Tuesday, April 22, 2008

Pantry Zero (updated)

It's shocking how wasteful I was. A bin full of vegetables going straight to the garbage. Roasted chicken on the bone mummifying in the back of the fridge. Once plump juicy sausage dried out, desiccated, looking lonely, vile and mean. Seriously, if my parents, my uncles, my grandfather, heaven bless them all, saw what was happening in my refrigerator, I would have been summarily beaten.

You. Don't. Waste. Food.

In the 1960s, my father took home roughly $5,000 a year as a cook in a migrant labor camp. My mother worked in a cannery and brought home $12,000. In between were mortgage payments, clothes on our backs, raggedy sometimes, but mostly presentable, and we always always always had good food in the chest. Dad would bring home rice, beans, butter, bread and meat, while mama would make sure we had our eggs, vegetables, milk. We rarely needed to spend much on groceries, because both of them would bring home fresh food from work. And food was cooked and ready to go. Even my sister and I cooked meals as kids, so invested our family was in making sure we had requisite survival skills AND survived.

"We may never be able to leave you a fortune, but we will never let you go without an education or good food in the house".

Now here I was, the food that I worked so hard to pay for, rotting like abandoned convicts on Devil's Island. In total, I'd spent an average of $260 per month for food shopping, which isn't bad for some people, but I wanted to do better. I yearned to know what its like to depend on what I've got, instead of an ephemeral longing for quick bites that satisfy an empty, superficial desire, or a quick fix of some expensive cut of meat or fish bought out of mere convenience, leaving me financially adrift and spiritually numb. I've been shopping and consuming as if trying to entertain myself, with the newest, the latest taste sensation my next quarry. I needed something deeper--an appreciation of what I have instead of the constant pursuit of what I craved. All the great chefs and food writers that I care about - Bourdain, Ruhlman write about their admiration of the global, the simple, the crude and the humble foods that are alchemically transformed through cooking arts that come from the creativity borne of poverty, elevating the simplest of foods to the height of fullness.
+ + +
Could you carry the Pantry Zero post on from its last sentence? None of the items are needed here.

Collected data
+ + +
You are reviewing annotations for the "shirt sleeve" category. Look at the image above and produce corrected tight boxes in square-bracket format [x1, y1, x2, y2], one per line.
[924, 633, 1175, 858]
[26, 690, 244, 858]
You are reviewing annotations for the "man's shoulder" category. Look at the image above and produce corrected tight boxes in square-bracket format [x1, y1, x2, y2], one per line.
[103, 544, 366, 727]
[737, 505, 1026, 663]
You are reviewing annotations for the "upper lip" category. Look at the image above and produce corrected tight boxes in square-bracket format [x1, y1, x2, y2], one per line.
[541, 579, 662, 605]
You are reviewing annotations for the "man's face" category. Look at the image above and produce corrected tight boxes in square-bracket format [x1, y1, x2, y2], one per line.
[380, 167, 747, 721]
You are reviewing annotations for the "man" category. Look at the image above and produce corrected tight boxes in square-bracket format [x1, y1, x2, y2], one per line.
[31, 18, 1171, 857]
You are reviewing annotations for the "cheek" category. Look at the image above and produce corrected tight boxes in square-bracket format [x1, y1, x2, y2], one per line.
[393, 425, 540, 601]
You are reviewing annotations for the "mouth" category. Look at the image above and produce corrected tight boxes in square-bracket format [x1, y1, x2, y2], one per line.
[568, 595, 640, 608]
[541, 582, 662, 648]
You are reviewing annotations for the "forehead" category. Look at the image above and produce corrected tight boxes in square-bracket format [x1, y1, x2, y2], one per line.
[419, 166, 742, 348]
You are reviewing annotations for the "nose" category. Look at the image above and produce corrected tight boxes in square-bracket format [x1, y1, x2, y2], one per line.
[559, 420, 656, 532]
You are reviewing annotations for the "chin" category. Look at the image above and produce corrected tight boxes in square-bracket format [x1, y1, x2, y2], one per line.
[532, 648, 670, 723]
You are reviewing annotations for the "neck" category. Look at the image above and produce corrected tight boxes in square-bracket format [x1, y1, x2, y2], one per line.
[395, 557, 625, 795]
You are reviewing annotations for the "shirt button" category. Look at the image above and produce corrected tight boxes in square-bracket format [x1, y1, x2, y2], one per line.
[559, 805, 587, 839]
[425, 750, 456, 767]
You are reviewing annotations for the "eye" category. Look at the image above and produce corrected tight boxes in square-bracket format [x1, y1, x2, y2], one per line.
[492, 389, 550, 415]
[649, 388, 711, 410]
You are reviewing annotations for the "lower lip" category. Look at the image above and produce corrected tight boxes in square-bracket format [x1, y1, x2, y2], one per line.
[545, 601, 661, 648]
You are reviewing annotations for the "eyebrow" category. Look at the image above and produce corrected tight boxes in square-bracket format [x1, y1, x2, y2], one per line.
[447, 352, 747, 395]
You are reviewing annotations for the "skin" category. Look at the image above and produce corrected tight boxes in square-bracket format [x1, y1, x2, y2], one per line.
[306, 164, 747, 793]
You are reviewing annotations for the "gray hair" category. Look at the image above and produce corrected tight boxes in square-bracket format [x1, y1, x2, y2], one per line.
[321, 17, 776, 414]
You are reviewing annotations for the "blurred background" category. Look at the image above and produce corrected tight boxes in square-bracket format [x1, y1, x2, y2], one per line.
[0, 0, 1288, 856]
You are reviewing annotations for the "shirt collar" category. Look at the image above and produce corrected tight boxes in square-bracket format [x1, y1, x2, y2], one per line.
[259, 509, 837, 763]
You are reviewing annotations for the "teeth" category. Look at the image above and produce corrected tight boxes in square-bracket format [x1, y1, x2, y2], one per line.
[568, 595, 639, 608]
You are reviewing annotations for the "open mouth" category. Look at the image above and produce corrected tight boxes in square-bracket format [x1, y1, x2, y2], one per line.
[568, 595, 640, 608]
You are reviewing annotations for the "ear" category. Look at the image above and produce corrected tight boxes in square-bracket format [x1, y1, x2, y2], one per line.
+ + +
- _Output below_
In search of the simple and cheap, I had no further to look than five steps from my stove, where my pantry sat, tapping its foot, wondering when the hell I was going to get around to making something of its stock, laying dormant, warehousing food. Which brings me to the concept of Pantry Zero. The name of the top-secret plan to use up my pantry as the BASE for my meals instead of the afterthought, or pantry as storage and filing (aka known as Pantry-as-closet-for my-Trader-Joe's-bitter-71%-dark-chocolate-candy-bars).

And what better companion to embark on Pantry Zero than Wendy. My friend Wendy and I have this close-knit sisterly friendship that's been forged by years of standing together at the stoves of our respective kitchens, getting into a groove fugue concocting dishes from ingredients fabulous and plain, with always great results. We cook together as if we're having a conversation, but the words are the ingredients, and the feast the story. Both our parents are children from the Depression, her mother a former teacher in home economics and with my parental background, we had it in our genes to accomplish what our parents did in their day.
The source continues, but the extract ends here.